### Consigne donnée
Reproduisez fidèlement le passage de l'article sur le soutien à l'État palestinien dans le Gard, depuis « Publié il y » jusqu'à « posture à adopter. » inclus.

### Texte fourni
%%

Publié il y a 1 mois - Mise à jour le 21.09.2025 - Coralie Mollaret - 4 min  - vu 580 fois

FAIT DU SOIR Du Gard à Gaza : le soutien à l’État palestinien divise

Lors de la mobilisation du 18 septembre, près des Jardins de la Fontaine à Nîmes

Lors de la mobilisation du 18 septembre, près des Jardins de la Fontaine à Nîmes  

- Coralie Mollaret

Ce lundi 22 septembre, la France reconnaîtra officiellement l’État de Palestine, par la voix d’Emmanuel Macron aux Nations Unies. Dans le Gard, cette annonce provoque des réactions contrastées chez les élus, partagés sur la posture à adopter.

« Ce qui se joue, c’est l’avenir de l’humanité », plaide Victor, 71 ans, drapeau palestinien sur les épaules. Le retraité, qui rédige des piges pour un magazine de moto, a manifesté à Nîmes les 10 et 18 septembre. Son mot d’ordre est le même : la paix. « Nous sommes tous des enfants de Gaza ! », ont scandé, jeudi dernier, une poignée d’autres manifestants, au milieu des drapeaux de la CGT et des pancartes « Macron démission ». Les images de leur mobilisation ont été relayées sur les réseaux sociaux. Très vite, elles font l’objet de violentes réactions, de commentaires virulents.

%%

### Données affichées
%%

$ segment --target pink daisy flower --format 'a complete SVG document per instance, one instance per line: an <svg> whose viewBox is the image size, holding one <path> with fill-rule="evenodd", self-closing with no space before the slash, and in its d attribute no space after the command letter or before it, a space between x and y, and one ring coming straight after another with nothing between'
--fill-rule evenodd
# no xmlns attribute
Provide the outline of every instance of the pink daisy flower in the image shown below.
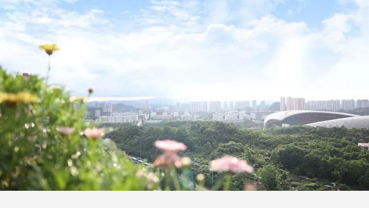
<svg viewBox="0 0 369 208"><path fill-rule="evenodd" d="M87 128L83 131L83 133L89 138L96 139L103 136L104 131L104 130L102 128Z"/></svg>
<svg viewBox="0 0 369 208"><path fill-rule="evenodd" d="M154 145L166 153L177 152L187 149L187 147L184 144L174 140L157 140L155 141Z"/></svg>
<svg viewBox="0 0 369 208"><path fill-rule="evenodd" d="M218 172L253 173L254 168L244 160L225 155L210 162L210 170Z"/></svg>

%%

### La réponse
Publié il y a 1 mois - Mise à jour le 21.09.2025 - Coralie Mollaret - 4 min  - vu 580 fois

FAIT DU SOIR Du Gard à Gaza : le soutien à l’État palestinien divise

Lors de la mobilisation du 18 septembre, près des Jardins de la Fontaine à Nîmes

Lors de la mobilisation du 18 septembre, près des Jardins de la Fontaine à Nîmes  

- Coralie Mollaret

Ce lundi 22 septembre, la France reconnaîtra officiellement l’État de Palestine, par la voix d’Emmanuel Macron aux Nations Unies. Dans le Gard, cette annonce provoque des réactions contrastées chez les élus, partagés sur la posture à adopter.